— START OF Excerpt to read —

DB2 10.5 for Linux, UNIX, and Windows

Scenario: Deploying HADR in a DB2 pureScale environment

This scenario describes the planning, configuring, and deploying of a high availability disaster recovery (HADR) setup for an online travel service called ExampleFlightsExpress (EFE), which is currently using the DB2® pureScale® Feature. All these steps can be done without any downtime.

Background

EFE chose to use the DB2 pureScale Feature for two reasons:

Continuous availability. Downtime is fatal in the online retailing business, where customers are literally accessing services 24x7.
Scalability. Because customer demand ebbs and flows depending on the time of year, EFE must be able to add capacity easily and without taking an outage.

EFE does not have a complete disaster recovery plan. EFE’s setup is resilient unless there is a widespread outage that brings down the whole DB2 pureScale cluster. To address this shortcoming, EFE is going to use HADR, which is supported with the DB2 pureScale Feature. In a DB2 pureScale environment, HADR has a few limitations, such as no support for reads on standby and no support for SYNC or NEARSYNC synchronization modes, but those are acceptable because EFE wants HADR only for disaster recovery.

Planning

EFE is going to use the company's head office (site A) as the location for the HADR primary cluster and a regional office (site B), which is 500 miles (800 km) away as the location for the standby cluster. The two sites are connected by a WAN. Other details about the environment are as follows:

Database name: hadr_db
Instance owner on all hosts: db2inst
TCP port that is used for HADR primary-standby communication: 4000
TCP port that is used for SQL client/server communication: 8000
Hosts for cluster caching facilities (with IDs 128 and 129) and members (with IDs 0, 1, 2, and 3) on the primary: cfp0, cfp1, p0, p1, p2, and p3
Hosts for cluster caching facilities and members on the standby: cfs0, cfs1, s0, s1, s2, and s3

Preferred replay members: Only one member on the standby performs all the replay for the logs that are generated on all the members on the primary. Therefore, EFE's DBA determines which member hosts in the primary and standby clusters have the most memory and CPU resources and designates those members as the preferred replay members. It is necessary to do this planning even for the primary because that designated member performs all the replay if the primary database fails and is reintegrated as the standby. On the primary, this is p0 and on the standby, it is s0; in both cases, member 0 is the resident member on those hosts.

— END OF Excerpt to read —

What to work on:
1) Copy the HADR scenario text from "This scenario describes" up to and including "taking an outage.".
2) In the HADR scenario, which hosts are listed for the cluster caching facilities and members on the standby?
3) According to the HADR scenario, how far is the regional office (site B) from the head office?

— START OF Information supplied —

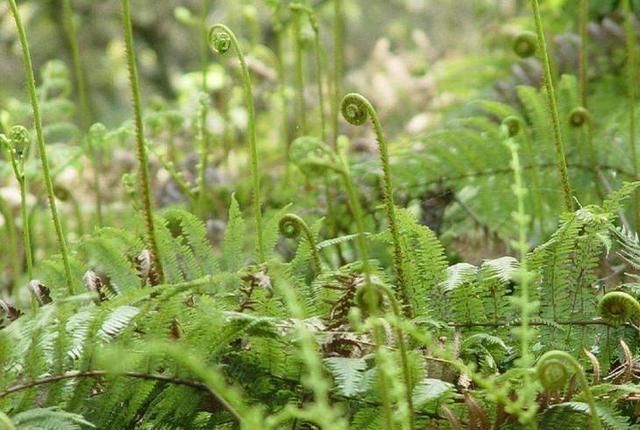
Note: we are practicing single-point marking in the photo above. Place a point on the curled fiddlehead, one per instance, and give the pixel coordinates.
(221, 40)
(356, 109)
(555, 369)
(525, 44)
(42, 149)
(17, 144)
(579, 117)
(292, 226)
(314, 157)
(617, 308)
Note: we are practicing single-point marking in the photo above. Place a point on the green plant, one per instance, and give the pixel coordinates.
(37, 120)
(553, 107)
(221, 39)
(356, 110)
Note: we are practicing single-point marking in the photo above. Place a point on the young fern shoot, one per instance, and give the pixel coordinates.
(37, 120)
(16, 145)
(141, 150)
(221, 39)
(356, 109)
(553, 108)
(291, 226)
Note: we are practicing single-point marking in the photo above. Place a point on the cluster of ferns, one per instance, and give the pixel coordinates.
(350, 313)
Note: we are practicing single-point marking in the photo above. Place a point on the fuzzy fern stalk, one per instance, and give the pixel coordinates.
(141, 151)
(553, 108)
(203, 138)
(37, 120)
(555, 370)
(16, 145)
(12, 240)
(317, 50)
(221, 39)
(302, 115)
(583, 18)
(292, 226)
(78, 69)
(581, 119)
(338, 59)
(524, 332)
(356, 110)
(630, 36)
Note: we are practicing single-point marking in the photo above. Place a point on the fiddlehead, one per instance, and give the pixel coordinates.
(141, 150)
(553, 108)
(356, 110)
(42, 149)
(525, 44)
(292, 226)
(221, 39)
(554, 371)
(617, 308)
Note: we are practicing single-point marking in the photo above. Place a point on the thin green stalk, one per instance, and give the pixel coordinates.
(523, 302)
(630, 35)
(205, 5)
(583, 53)
(78, 69)
(221, 38)
(291, 226)
(141, 151)
(12, 240)
(553, 107)
(37, 120)
(302, 115)
(338, 59)
(356, 110)
(203, 138)
(552, 373)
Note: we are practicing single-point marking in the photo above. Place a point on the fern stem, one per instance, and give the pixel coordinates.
(12, 240)
(553, 107)
(302, 116)
(356, 109)
(291, 226)
(221, 45)
(561, 358)
(583, 53)
(141, 151)
(630, 36)
(338, 59)
(37, 120)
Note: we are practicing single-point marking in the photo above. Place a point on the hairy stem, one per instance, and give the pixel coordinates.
(553, 107)
(37, 120)
(356, 109)
(630, 36)
(141, 151)
(231, 39)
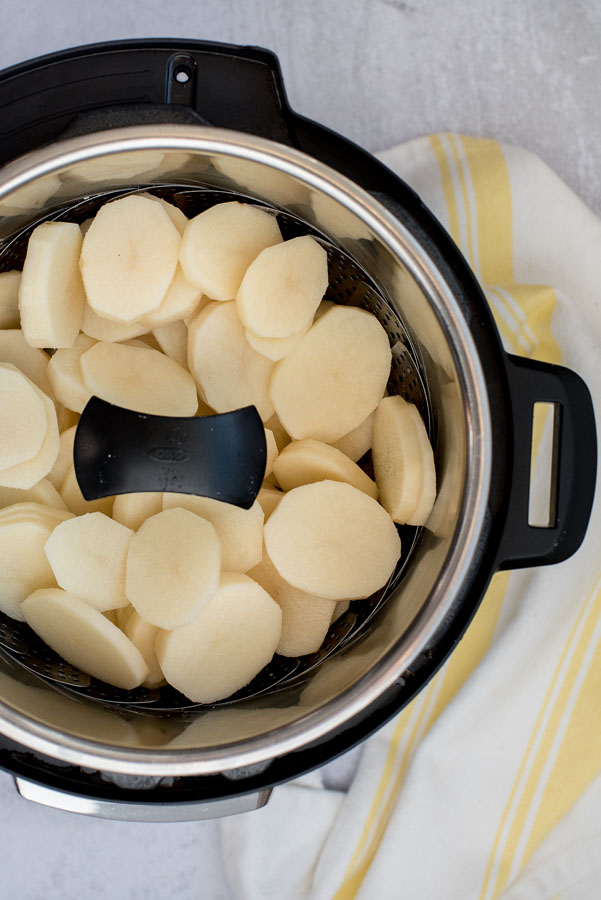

— END OF Information supplied —

Per-task outputs:
1)
This scenario describes the planning, configuring, and deploying of a high availability disaster recovery (HADR) setup for an online travel service called ExampleFlightsExpress (EFE), which is currently using the DB2® pureScale® Feature. All these steps can be done without any downtime.

Background

EFE chose to use the DB2 pureScale Feature for two reasons:

Continuous availability. Downtime is fatal in the online retailing business, where customers are literally accessing services 24x7.
Scalability. Because customer demand ebbs and flows depending on the time of year, EFE must be able to add capacity easily and without taking an outage.

2) cfs0, cfs1, s0, s1, s2, s3

3) 500 miles (800 km)